## Source passage
☆ ☆ ☆ ☆ ☆ ☆ ☆
Within a matter of years, she was working on big productions with the biggest of superstars. She appeared, with a heaving bosom and suggestive winks, in chart- topping song-and-dance sequences that served as predecessors of the next decade’s ‘item numbers’.
Kulkarni was often outspoken, lashing out at the likes of Manisha Koirala. She once called the actress Rekha a cosmetic beauty with someone influential backing her. Kulkarni’s alleged relationship with the action and stunt director Tinu Verma also played out bitterly in the press. Kulkarni, says a source, was looked upon with disdain by many. “They would make fun of the way she spoke English,” he says.
Ahmed, whose recommendations Hindustan Lever would seek while picking actresses for its brand Lux, was once on a visit to a film set when he was approached by Kulkarni, he recalls. Without much of an introduction, she asked him, “Do you want to know my budget?” This, Ahmed later realised, was her way of asking if he’d like to know her endorsement fee to recommend her name for Lux’s advertising campaign.
She was at a high point in her career. And then, just as quickly, her dream began to unravel. By the Bollywood grapevine, she’d had a tiff with the director Rajkumar Santoshi during the filming of the 1998-released China Gate, a Bollywood remake of Akira Kurosawa’s Seven Samurai. Their relationship soured so badly that he wanted her replaced in the film, but, as the tale goes, her then beau Goswami had the gangster Chhota Rajan intervene.
Although she was reinstated, her role had been chopped. The only song in the film, Chamma Chamma, a big hit of those times, was offered to another actress, Urmila Matondkar. The film tanked.
Meanwhile, word of the gangster’s call to the director spread throughout the industry. Gangland threats to Bollywood personalities and even the odd shooting were not uncommon at the time, and people turned wary of her. “Industry professionals were known to flaunt and bluff about their gangster connections,” Ahmed says. “But this call, as it came to be said, was very real. Everyone was now afraid to work with her.” Like many other actresses of this period, Kulkarni’s career did not survive past the turn of the decade.
☆ ☆ ☆ ☆ ☆ ☆ ☆
## Information provided
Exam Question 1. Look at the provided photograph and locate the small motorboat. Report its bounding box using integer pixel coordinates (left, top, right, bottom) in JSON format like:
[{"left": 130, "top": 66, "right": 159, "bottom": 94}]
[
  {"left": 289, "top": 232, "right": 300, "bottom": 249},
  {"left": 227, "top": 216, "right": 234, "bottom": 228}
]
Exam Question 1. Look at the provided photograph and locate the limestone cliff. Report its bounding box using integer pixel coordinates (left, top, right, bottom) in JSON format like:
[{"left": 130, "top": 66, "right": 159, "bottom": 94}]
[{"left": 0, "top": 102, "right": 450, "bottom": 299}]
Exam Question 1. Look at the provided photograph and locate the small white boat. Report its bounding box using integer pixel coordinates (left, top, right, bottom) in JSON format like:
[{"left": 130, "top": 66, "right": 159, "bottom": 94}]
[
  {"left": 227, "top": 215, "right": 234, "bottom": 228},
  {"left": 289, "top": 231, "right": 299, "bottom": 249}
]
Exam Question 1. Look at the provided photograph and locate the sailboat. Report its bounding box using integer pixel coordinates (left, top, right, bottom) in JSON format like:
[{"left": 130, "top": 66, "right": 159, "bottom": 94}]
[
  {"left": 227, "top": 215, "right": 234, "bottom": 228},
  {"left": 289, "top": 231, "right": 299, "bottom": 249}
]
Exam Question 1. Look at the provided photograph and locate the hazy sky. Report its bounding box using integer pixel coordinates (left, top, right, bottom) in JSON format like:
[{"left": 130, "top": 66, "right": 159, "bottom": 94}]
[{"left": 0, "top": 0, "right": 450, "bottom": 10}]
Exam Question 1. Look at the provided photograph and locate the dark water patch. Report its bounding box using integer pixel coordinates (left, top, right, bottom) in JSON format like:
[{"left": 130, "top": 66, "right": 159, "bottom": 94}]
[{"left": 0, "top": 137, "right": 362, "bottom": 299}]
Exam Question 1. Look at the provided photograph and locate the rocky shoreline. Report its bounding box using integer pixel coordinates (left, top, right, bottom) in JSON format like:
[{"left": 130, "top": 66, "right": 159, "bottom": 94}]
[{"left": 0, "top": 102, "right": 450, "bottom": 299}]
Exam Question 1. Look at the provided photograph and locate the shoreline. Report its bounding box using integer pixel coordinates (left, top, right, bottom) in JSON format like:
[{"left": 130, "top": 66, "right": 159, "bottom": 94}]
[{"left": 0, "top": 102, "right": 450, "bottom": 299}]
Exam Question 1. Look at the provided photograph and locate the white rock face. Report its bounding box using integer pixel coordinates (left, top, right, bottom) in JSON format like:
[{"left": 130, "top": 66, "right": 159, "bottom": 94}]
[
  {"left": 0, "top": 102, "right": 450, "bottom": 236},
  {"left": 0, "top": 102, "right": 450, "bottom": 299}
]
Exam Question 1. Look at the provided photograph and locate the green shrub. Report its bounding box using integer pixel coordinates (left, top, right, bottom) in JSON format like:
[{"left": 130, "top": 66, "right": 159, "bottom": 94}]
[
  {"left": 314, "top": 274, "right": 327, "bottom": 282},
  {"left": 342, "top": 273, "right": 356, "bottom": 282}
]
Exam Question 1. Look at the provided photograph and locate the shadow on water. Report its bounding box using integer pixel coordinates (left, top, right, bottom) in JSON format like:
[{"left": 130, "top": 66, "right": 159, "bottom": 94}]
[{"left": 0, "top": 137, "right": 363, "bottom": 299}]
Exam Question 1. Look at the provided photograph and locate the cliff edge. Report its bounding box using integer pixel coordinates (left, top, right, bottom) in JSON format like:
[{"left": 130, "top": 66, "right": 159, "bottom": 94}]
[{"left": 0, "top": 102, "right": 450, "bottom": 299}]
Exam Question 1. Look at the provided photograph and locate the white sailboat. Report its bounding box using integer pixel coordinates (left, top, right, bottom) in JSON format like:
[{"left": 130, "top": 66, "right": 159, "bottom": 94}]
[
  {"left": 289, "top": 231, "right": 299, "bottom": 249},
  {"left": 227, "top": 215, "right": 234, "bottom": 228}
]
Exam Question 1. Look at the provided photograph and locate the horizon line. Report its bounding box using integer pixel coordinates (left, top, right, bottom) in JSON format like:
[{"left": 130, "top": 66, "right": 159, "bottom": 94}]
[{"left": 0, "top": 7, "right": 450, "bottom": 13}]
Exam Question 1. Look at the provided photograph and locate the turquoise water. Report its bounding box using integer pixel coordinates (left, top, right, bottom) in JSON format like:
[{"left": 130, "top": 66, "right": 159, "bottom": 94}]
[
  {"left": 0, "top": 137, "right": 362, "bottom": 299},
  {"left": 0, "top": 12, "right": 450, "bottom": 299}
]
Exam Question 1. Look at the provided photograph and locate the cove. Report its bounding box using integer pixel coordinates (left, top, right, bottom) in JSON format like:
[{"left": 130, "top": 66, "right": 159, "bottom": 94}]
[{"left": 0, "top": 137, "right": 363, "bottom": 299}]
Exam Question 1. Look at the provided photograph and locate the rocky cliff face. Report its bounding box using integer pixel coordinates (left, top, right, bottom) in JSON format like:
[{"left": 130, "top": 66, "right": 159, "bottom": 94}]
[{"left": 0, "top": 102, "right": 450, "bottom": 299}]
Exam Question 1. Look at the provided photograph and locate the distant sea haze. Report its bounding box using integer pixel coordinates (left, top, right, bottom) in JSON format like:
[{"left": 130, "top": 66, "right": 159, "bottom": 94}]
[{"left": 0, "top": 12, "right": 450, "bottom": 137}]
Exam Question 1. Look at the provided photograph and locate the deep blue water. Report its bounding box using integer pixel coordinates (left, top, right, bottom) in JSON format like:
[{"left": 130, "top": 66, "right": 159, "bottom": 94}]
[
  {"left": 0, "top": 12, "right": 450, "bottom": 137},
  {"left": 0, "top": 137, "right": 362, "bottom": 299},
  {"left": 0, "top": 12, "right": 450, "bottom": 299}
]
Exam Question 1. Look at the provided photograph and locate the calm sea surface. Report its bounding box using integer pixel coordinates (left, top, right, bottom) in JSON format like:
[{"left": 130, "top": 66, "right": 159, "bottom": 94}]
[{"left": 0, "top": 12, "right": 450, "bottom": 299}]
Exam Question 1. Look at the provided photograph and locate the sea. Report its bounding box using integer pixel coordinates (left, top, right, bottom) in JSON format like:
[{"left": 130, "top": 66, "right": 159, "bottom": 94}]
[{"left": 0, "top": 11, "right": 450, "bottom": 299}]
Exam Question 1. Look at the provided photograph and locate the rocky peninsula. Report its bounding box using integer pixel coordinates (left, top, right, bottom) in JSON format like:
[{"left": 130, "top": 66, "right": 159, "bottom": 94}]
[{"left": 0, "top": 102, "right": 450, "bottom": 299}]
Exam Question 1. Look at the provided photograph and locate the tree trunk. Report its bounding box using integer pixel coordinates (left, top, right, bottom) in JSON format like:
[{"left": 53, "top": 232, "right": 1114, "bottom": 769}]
☆ ☆ ☆ ☆ ☆ ☆ ☆
## Short task 1
Pull a section out of the passage on Kulkarni's career, starting with "She was at a" and going on through "Chhota Rajan intervene.".
## Short task 2
Name every person mentioned in the last three paragraphs of the passage on Kulkarni's career, leaving out Kulkarni herself.
## Short task 3
Please write what comes next in the passage on Kulkarni's career, picking up after its final sentence.
The items have nothing to do with the passage on Kulkarni's career.

## Expected output 1
She was at a high point in her career. And then, just as quickly, her dream began to unravel. By the Bollywood grapevine, she’d had a tiff with the director Rajkumar Santoshi during the filming of the 1998-released China Gate, a Bollywood remake of Akira Kurosawa’s Seven Samurai. Their relationship soured so badly that he wanted her replaced in the film, but, as the tale goes, her then beau Goswami had the gangster Chhota Rajan intervene.

## Expected output 2
Rajkumar Santoshi, Akira Kurosawa, Goswami, Chhota Rajan, Urmila Matondkar, Ahmed

## Expected output 3
BY THE MID 1990s, the influence of Vicky Goswami—the son of a former deputy superintendent of Gujarat Police who had made his way up bootlegging alcohol in the state to selling mandrax in Mumbai’s party circuits—had reached Mumbai. According to Kulkarni’s interview to Banerjee, Goswami began to pursue her sometime in 1996 or 1997. “It was a different time in Bollywood,” a journalist recalls. “Everyone knew someone in the underworld. Their connections, the money floating around was quite open.” Goswami was so well connected, according to this journalist, that almost every big name in the industry attended the 1997 launch of a hotel he opened in Dubai.
According to ACP Shelke, Goswami then moved from Mumbai to Zambia, and later to South Africa, pinning new destinations on the world map for mandrax, his wealth and drug empire rapidly expanding. In 1997, he was arrested and sentenced to life imprisonment in Dubai. While in prison, he converted to Islam, by one rumour, and was released for ‘good conduct’ in 2012. Kulkarni moved to Dubai while he was in prison to be ‘closer to him’, as she told Banerjee in her interview. Some claim Kulkarni married Goswami while he was in prison, while others say that they married shortly after his release, although both have denied their marriage in recent interviews from abroad. After his release, the couple moved to India briefly, before relocating themselves to Kenya, where Goswami allegedly re-activated his drug operations.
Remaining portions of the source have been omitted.